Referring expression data
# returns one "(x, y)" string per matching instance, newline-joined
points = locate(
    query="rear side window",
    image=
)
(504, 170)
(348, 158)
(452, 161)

:: Exercise directions ::
With nothing left out, print the data above exactly.

:: Solved exercise ::
# returns one "(x, y)" string per matching instance, newline-joined
points = locate(
    query="rear side window",
    image=
)
(504, 170)
(348, 158)
(452, 161)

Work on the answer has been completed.